== PROBLEM TO SOLVE ==
Show every line of the records below that contains the word "ceiling".

== INPUT ROWS ==
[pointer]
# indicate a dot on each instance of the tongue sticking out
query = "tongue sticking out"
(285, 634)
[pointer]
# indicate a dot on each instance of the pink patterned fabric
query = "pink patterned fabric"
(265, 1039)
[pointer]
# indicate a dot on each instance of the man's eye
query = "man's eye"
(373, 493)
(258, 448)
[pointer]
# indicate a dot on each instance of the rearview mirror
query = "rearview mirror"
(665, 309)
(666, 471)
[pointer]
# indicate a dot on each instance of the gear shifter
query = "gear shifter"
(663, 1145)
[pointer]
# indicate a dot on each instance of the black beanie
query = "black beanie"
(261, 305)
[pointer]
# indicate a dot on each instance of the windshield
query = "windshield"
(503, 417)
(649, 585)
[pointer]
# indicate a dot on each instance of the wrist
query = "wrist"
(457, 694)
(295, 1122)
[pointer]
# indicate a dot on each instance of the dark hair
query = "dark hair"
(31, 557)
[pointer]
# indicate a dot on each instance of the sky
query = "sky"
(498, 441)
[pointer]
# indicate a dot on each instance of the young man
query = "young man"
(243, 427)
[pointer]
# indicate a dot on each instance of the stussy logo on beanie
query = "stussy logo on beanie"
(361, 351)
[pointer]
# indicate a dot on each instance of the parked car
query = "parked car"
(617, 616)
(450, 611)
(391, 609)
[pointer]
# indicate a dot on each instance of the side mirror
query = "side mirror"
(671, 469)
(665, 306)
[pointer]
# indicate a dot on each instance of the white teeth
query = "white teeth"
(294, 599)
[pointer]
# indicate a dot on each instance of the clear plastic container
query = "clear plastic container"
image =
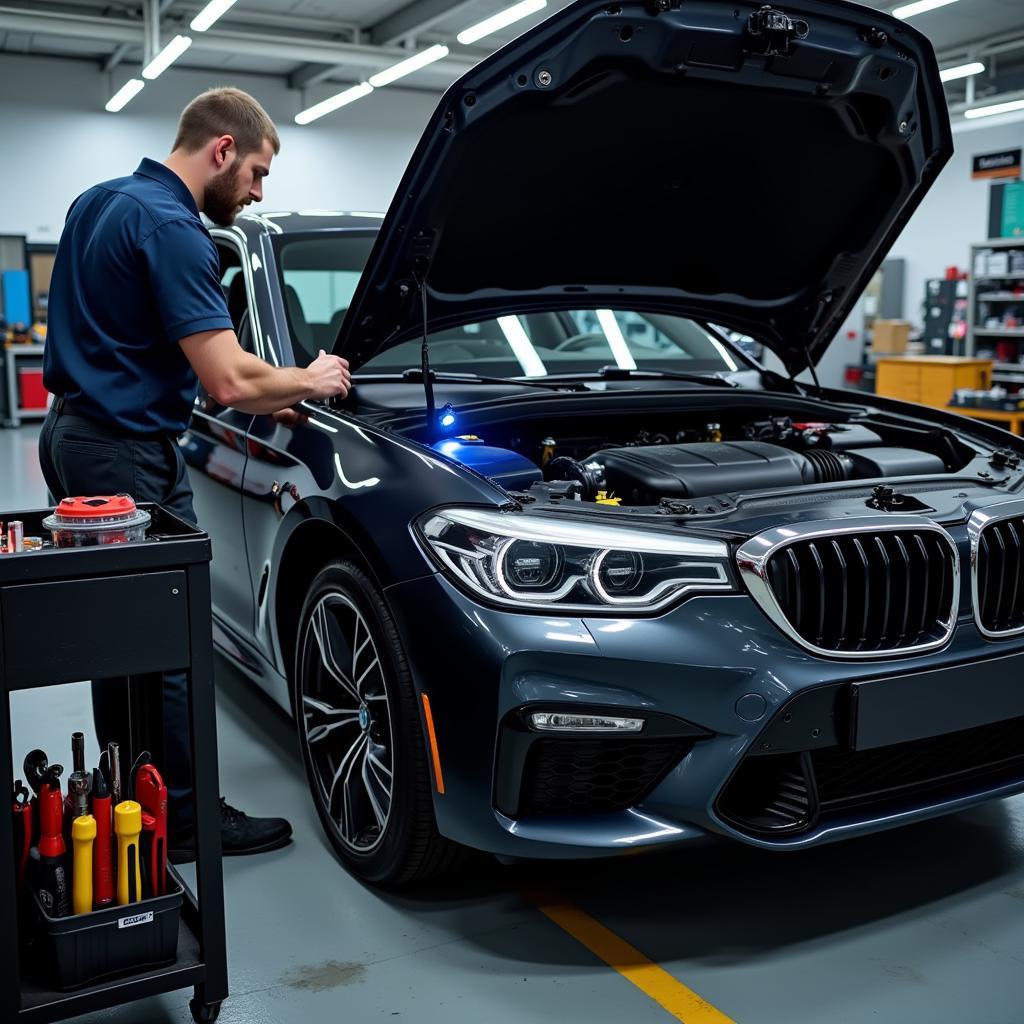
(82, 522)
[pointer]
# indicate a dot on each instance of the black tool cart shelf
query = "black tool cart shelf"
(126, 609)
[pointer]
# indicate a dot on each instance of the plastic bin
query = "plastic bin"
(69, 952)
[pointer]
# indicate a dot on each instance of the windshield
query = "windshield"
(320, 274)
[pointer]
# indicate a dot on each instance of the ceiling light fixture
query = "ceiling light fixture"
(501, 20)
(962, 71)
(125, 94)
(919, 7)
(210, 13)
(403, 68)
(987, 112)
(334, 102)
(166, 56)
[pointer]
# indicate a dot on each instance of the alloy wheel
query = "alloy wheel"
(346, 719)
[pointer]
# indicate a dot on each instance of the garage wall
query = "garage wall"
(954, 213)
(58, 139)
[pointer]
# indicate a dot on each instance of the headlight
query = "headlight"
(553, 564)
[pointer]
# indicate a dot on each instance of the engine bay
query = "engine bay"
(667, 461)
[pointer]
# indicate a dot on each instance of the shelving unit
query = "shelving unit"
(16, 353)
(992, 295)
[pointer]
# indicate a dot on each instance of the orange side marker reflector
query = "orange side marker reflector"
(438, 777)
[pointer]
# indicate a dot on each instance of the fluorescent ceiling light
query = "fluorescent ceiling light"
(962, 71)
(334, 102)
(209, 14)
(987, 112)
(502, 20)
(166, 56)
(616, 341)
(919, 7)
(522, 347)
(404, 68)
(125, 94)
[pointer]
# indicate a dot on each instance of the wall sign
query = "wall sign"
(1006, 164)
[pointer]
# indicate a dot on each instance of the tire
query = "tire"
(358, 725)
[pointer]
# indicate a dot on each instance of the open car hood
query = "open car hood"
(748, 166)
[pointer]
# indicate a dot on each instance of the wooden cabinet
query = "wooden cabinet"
(931, 380)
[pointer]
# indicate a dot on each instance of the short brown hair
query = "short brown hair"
(225, 112)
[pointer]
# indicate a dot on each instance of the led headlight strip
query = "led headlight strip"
(539, 564)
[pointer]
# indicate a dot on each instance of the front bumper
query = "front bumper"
(713, 663)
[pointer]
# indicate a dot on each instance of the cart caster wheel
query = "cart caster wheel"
(204, 1012)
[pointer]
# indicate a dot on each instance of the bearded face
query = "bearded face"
(224, 196)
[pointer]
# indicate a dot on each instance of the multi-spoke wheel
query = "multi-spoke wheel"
(359, 728)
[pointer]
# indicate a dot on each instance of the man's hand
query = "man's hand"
(329, 376)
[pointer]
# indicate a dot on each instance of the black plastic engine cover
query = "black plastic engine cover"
(643, 475)
(895, 462)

== WORKED ANSWER ==
# indicate a dot on each instance of the ceiling light fixture
query = "ceiling light fixture"
# indicate a dot on each instance of the fluorescent ceiling light
query = "fluorescent ceiling light"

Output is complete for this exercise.